EXERCISE TASKS
A. Reproduce word for word the stretch of the pandemic commentary from "1. Nature will" through "projects, in action.".
B. In the pandemic commentary, which two agreements does the USA walk out of?
C. Decide whether each statement agrees with the pandemic commentary, answering yes or no and quoting the deciding words: (i) Long lines formed outside food banks in America. (ii) Republicans support President Joe Biden's attempt to increase environment budgets. (iii) Budgets were raised during Trump's time.

SELECTED EXCERPT
Everybody prayed for vaccines. The prayers were heard. Vaccines are here. But is that the end of this nightmare? Not really. Or maybe for some. But for a very large majority the aftermath has already started. While it is better to be alive, it is difficult to live without sustenance. When we get out of fighting fires of the virus the ashes of poverty and hunger will scorch human existence. This is true for many underdeveloped countries. What is more frightening is that while the developed world used to dole out aid and opportunities for struggling economies, they themselves are fighting to remain developed. That means that there is going to be a crunch everywhere pushing those on the edge below the poverty line. The image of emaciated Sub Saharan people suffering from famine is no longer territorially located. We saw huge lines outside food banks in America and we saw people lying sick, hungry and dying in India. These images are horrendous and need emergency measures. As we enter the second year of Corona lessons are loud and clear:

  1. Nature will strike back - Environment is more important than entertainment. While a lot is said about environment, little is done. During Trump’s time despite knowing that a pandemic was due budgets were cut down and we all know how the USA walked out of the Kyoto protocol and the Paris agreement. President Joe Biden’s attempt to increase budgets for environment is facing stiff opposition from the Republicans as they feel this money should be spent on the economy. The closure of the entertainment industry is a bigger issue for them rather than the closure of healthy air and oxygen. The biggest lesson is that trillions of dollars pumped into Hollywood and the Warner Brothers will not be able to save them from an errant virus transferred from animals to humans. Environment has to be a top priority not only in statements but in budgets, in projects, in action.

Region pointing data
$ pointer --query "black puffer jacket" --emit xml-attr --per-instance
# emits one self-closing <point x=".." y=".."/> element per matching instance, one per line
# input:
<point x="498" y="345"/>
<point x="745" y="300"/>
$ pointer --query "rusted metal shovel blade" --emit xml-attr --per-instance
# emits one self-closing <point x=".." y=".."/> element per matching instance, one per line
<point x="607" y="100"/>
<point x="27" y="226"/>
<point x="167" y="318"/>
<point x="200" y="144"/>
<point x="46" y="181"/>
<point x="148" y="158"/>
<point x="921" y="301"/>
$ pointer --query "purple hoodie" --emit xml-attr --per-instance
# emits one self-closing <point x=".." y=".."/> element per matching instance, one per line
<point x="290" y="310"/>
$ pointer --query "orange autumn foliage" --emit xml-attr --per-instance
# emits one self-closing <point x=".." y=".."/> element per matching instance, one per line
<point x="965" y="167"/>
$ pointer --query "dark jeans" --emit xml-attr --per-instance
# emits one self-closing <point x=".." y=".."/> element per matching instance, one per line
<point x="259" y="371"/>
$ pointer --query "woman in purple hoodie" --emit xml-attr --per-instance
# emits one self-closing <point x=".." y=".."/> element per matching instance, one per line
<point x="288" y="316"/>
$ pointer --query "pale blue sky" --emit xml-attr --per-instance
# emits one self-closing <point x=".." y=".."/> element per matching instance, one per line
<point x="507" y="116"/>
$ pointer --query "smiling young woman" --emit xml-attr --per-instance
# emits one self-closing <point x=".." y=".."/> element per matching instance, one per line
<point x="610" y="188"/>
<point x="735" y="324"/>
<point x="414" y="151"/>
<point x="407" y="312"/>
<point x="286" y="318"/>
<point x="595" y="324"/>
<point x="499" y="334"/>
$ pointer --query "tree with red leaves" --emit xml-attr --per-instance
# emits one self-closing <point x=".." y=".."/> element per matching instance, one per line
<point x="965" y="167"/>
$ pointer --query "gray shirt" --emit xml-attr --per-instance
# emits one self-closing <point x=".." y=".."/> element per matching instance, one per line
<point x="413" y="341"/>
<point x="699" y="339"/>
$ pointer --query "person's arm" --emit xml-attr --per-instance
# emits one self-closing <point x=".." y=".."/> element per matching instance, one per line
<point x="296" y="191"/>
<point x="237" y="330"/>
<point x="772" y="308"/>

RESULTS OF THE EXERCISE
A.
1. Nature will strike back - Environment is more important than entertainment. While a lot is said about environment, little is done. During Trump’s time despite knowing that a pandemic was due budgets were cut down and we all know how the USA walked out of the Kyoto protocol and the Paris agreement. President Joe Biden’s attempt to increase budgets for environment is facing stiff opposition from the Republicans as they feel this money should be spent on the economy. The closure of the entertainment industry is a bigger issue for them rather than the closure of healthy air and oxygen. The biggest lesson is that trillions of dollars pumped into Hollywood and the Warner Brothers will not be able to save them from an errant virus transferred from animals to humans. Environment has to be a top priority not only in statements but in budgets, in projects, in action.

B. The Kyoto protocol and the Paris agreement.

C.
(i) Yes: "We saw huge lines outside food banks in America"
(ii) No: "President Joe Biden’s attempt to increase budgets for environment is facing stiff opposition from the Republicans"
(iii) No: "During Trump’s time despite knowing that a pandemic was due budgets were cut down"